Bereitgestellter Text
----
Wechselhafte Geschichte
Das polnische Dorf Radoszowy hat etwas mehr als 200 Einwohner und gehört zur Gemeinde Pawlowitzke in der Woiwodschaft Oppeln. Die Gemeinde ist zweisprachig, hier wird polnisch und deutsch gesprochen.Vor 1945 war das Dorf Radoschau Teil des Landkreises Cosel in Oberschlesien. Zwischen 1936 und 1945 wurde es von den Nationalsozialisten in „Drosselschlag“ umbenannt.
„Wie die Kirche dann aus Hamburg nach Buer gekommen ist, kann ich nur vermuten“, sagt Propst Markus Pottbäcker. Die Kirche St. Mariä Himmelfahrt wurde Anfang der 1950er-Jahre gebaut – „vermutlich hat man sich damals auf dem Glockenfriedhof umgeschaut und die Glocke mitgenommen“, so der Propst. Im Turm von Mariä Himmelfahrt hing sie aber nur eine kurze Zeit, nur wenige Jahre nach dem Bau schaffte die Gemeinde ein komplettes Geläut an. Die schlesische Glocke diente fortan als Wandlungsglocke. Als die Kirche im vergangenen Jahr außer Dienst gestellt wurde, kam die Glocke nach St. Michael.
----
Angezeigte Daten
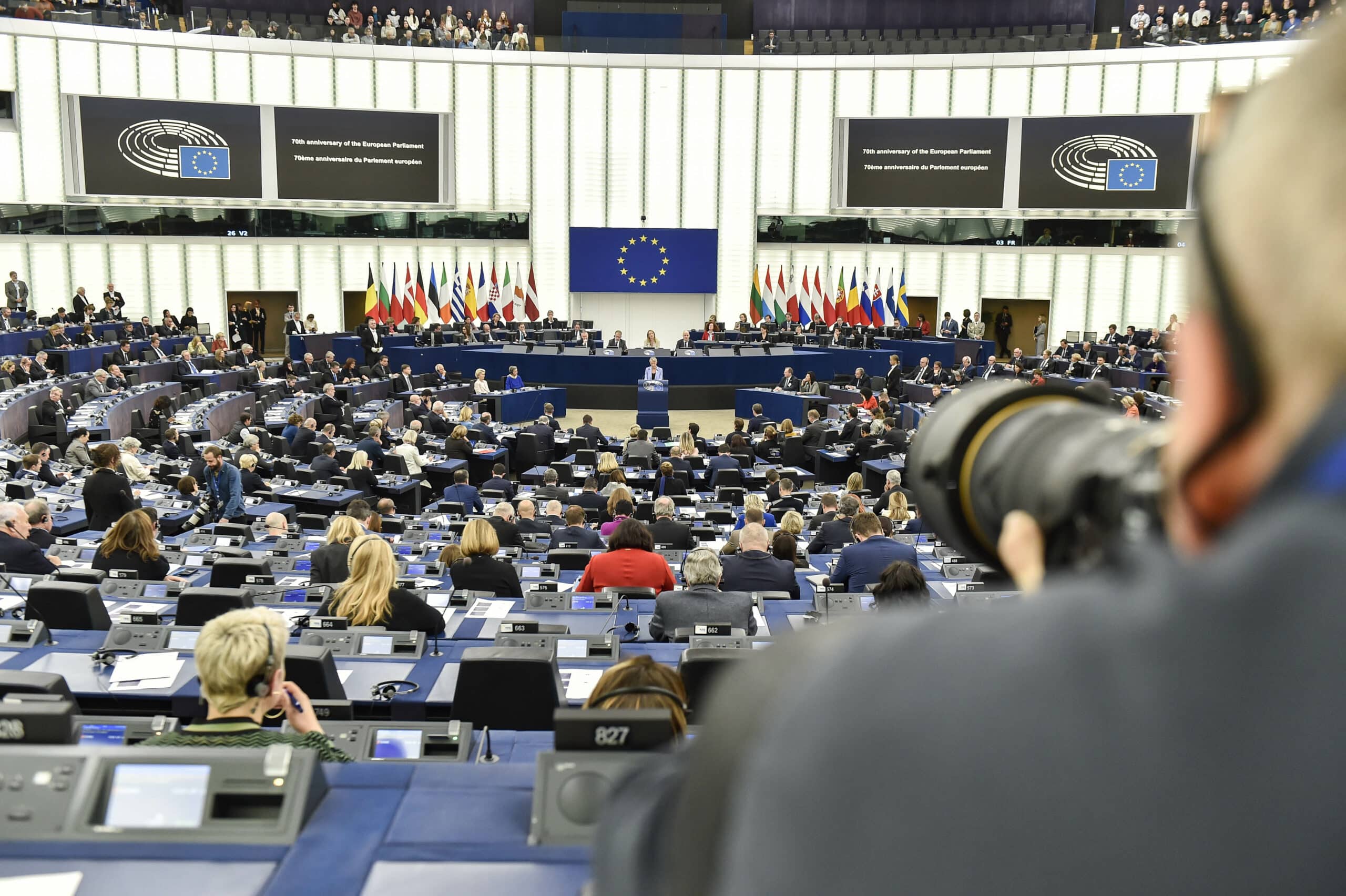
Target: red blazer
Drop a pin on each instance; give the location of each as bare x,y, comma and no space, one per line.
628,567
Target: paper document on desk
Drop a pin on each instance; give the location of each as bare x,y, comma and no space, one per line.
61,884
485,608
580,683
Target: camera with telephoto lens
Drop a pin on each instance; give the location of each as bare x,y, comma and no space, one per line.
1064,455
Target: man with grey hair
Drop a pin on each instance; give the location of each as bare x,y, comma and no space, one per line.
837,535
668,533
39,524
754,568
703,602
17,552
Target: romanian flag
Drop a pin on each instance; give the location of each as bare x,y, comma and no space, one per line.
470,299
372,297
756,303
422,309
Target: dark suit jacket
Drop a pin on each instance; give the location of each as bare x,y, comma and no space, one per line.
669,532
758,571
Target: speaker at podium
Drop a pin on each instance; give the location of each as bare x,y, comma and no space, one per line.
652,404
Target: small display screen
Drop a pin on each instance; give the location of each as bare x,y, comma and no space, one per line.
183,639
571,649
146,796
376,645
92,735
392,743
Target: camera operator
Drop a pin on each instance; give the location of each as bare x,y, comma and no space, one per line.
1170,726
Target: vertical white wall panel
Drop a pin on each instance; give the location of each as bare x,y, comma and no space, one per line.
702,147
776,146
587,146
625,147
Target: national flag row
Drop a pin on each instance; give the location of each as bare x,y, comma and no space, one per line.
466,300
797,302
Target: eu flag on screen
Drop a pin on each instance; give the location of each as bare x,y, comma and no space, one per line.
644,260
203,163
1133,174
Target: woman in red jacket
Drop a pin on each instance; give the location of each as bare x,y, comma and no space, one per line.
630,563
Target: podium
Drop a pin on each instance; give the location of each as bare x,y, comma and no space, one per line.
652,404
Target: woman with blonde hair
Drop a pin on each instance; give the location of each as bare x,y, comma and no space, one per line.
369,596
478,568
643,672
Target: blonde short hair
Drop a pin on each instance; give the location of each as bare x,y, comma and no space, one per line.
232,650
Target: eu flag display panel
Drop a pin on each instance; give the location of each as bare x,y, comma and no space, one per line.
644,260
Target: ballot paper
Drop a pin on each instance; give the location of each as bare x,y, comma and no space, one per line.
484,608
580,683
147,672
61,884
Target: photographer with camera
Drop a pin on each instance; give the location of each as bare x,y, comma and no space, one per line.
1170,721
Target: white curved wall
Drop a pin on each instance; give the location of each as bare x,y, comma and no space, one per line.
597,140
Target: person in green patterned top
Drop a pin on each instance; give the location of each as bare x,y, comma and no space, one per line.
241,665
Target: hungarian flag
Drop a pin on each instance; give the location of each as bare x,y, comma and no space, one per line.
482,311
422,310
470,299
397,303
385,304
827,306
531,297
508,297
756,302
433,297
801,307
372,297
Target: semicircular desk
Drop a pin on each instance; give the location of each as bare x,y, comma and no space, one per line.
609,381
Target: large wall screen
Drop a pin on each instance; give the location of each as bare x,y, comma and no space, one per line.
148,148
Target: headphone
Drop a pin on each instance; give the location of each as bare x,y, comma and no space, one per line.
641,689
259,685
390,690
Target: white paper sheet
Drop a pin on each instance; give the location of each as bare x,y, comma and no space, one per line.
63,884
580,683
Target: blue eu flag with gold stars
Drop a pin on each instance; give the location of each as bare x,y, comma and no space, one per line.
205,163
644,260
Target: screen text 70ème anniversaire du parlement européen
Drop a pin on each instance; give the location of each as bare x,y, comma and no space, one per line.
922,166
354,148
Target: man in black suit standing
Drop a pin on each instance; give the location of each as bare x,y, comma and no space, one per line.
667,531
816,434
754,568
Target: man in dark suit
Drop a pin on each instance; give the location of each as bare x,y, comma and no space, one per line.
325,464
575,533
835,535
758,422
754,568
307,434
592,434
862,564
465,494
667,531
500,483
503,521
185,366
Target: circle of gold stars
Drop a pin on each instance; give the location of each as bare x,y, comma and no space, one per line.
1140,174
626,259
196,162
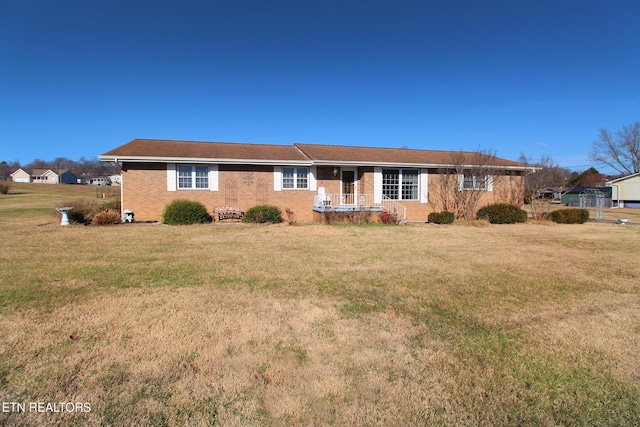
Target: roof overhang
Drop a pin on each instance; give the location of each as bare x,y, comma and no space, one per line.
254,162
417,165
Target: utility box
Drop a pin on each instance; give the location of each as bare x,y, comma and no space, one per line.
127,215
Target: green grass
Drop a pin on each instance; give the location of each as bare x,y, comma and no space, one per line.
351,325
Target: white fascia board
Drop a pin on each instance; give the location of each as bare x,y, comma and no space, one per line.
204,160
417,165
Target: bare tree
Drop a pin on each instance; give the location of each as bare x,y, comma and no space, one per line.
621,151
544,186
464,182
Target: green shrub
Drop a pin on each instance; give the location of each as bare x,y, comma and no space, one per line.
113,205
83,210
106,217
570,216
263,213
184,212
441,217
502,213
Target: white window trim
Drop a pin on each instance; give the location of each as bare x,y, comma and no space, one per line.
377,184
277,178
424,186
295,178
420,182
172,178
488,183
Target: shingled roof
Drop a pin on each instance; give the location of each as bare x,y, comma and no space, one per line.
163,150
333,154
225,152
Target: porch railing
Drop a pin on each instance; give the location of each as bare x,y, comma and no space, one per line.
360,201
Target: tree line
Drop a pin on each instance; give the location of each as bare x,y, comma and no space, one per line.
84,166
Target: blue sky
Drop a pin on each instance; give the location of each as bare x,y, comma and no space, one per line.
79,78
----
Aufgabe
Wozu diente die schlesische Glocke laut dem bereitgestellten Text, nachdem die Gemeinde ein komplettes Geläut angeschafft hatte?

Antwort
Sie diente fortan als Wandlungsglocke.